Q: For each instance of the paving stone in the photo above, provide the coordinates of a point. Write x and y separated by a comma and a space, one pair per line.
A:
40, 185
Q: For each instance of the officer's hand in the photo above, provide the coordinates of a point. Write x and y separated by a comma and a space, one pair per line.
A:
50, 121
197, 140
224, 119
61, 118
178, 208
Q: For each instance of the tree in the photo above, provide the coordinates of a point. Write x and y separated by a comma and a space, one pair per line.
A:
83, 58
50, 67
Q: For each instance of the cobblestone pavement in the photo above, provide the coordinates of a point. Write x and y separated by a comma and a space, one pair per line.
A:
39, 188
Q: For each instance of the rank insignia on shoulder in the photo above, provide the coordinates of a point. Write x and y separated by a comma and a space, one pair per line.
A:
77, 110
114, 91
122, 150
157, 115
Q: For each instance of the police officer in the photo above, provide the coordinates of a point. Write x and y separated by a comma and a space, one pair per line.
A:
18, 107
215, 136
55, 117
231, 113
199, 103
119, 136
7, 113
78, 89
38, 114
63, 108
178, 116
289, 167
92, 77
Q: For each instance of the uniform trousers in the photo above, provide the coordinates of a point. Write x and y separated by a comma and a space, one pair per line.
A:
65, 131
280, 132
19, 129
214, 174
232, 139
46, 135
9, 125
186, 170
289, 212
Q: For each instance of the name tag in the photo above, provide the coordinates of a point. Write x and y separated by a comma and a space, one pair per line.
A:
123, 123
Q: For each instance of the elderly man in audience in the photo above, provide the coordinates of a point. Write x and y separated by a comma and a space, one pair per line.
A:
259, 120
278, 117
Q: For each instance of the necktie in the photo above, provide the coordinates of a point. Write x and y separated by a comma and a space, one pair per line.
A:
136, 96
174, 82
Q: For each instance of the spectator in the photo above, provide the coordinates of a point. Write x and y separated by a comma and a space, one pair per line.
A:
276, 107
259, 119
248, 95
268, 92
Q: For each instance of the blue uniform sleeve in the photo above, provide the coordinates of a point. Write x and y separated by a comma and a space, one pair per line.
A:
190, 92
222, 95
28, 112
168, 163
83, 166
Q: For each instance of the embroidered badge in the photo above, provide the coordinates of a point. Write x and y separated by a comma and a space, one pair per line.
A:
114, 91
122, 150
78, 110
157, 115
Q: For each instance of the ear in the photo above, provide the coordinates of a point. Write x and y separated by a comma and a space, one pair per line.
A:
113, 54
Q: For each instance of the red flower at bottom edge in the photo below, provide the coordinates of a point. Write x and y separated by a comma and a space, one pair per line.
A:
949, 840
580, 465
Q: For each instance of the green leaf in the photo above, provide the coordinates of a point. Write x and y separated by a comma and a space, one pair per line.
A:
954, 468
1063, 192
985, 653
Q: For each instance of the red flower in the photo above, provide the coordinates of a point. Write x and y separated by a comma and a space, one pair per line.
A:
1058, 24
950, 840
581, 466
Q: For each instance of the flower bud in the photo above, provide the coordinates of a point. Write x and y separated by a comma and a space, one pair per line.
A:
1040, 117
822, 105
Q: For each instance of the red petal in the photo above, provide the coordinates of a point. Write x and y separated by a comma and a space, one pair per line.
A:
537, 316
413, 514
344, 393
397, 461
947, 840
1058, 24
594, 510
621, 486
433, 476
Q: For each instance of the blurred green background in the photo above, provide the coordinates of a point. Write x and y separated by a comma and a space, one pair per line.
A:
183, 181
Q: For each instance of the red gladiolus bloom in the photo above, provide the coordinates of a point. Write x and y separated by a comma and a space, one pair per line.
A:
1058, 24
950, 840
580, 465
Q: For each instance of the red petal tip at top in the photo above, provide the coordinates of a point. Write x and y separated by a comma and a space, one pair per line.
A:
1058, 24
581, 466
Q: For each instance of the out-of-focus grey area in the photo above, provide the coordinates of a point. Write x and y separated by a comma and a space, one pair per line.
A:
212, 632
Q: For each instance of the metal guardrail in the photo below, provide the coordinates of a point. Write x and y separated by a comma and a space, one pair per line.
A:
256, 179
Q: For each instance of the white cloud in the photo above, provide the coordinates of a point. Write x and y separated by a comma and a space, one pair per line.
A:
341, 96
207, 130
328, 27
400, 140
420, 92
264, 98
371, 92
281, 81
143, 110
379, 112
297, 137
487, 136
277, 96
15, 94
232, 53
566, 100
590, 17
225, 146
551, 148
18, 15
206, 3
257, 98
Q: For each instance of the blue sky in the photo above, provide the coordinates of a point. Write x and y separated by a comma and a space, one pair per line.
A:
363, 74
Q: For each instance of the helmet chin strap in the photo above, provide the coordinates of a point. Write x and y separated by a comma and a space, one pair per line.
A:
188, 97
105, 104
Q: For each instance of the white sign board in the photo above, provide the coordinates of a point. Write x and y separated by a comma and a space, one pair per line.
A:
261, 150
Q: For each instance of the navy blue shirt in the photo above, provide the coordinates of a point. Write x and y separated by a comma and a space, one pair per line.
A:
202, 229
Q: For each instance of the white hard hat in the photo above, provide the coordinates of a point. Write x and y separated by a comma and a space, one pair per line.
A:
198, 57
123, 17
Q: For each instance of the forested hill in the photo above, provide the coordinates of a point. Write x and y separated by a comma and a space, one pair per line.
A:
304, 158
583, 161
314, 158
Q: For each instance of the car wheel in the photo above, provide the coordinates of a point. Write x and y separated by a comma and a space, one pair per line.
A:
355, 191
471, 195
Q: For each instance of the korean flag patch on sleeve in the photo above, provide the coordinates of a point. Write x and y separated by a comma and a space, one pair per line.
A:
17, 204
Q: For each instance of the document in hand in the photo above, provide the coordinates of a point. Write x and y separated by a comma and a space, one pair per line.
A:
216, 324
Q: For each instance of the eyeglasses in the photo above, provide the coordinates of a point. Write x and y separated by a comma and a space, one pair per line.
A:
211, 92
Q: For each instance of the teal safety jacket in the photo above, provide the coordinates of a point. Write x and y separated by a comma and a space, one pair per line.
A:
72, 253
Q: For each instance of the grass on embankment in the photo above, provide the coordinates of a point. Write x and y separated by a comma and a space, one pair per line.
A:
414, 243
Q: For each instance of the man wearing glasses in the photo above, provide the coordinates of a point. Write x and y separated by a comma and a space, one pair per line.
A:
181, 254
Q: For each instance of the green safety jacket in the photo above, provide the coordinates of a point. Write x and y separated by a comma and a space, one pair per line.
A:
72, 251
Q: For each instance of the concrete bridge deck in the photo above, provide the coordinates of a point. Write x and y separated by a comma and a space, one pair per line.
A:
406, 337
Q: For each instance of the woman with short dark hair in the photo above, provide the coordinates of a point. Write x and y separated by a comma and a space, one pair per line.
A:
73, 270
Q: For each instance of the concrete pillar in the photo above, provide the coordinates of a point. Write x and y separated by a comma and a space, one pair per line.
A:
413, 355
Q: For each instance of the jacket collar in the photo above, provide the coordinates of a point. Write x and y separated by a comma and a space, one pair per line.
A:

***

REQUIRED WORK: Above are the records; copy exactly the lines from the one with "Q: For each instance of the korean" through the final line.

OUTPUT OF THE TASK:
Q: For each instance of the korean flag patch on sleeve in the photo above, provide the coordinates of a point. Write x and y separated by a comma and a space, one pair per line.
A:
17, 204
Q: For each instance of the document in hand in the photo above, provide the coordinates of a point. Write x and y separated by a comma and a space, one pair per line.
A:
216, 324
Q: For each instance of the eyeglasses in the photo above, provide the coordinates of a point. Write x and y separated by a comma and a space, one pair per line.
A:
211, 92
Q: For each instance of the teal safety jacket in the photo above, provide the coordinates of a point. Write x and y separated by a comma and a space, one pair per line.
A:
72, 253
Q: For each instance of the grass on embankment in the photo above, provide the coordinates of a point. Write x and y separated by a comma and a space, one pair per line.
A:
414, 243
Q: For each instance of the man wearing glasses in the photo above, provide the coordinates of a point. Write x and y separated by a comma and a space, one pair per line.
A:
181, 254
Q: For each instance of the green safety jacket in the photo above, provide the coordinates of a point. Write x and y separated by a comma and a space, one pair per line.
A:
72, 251
Q: For each instance of the concrete bridge deck in the photo above, provide the coordinates of a point. Write x and y separated by a comma and a space, one pair per line.
A:
406, 337
Q: For each instance of the woman with short dark hair in the photo above, provide the coordinates of a point. Write x and y separated by a comma and a space, one pair per line.
A:
73, 270
Q: For each instance of the concrete pillar in the photo above, provide the coordinates of a point. Write x and y separated by a comma and a space, one pair per line.
A:
413, 355
Q: For each instance of the jacket collar in the photo above, provide the coordinates of a point. Write x and y separated by a comma and a space, one pair per line.
A:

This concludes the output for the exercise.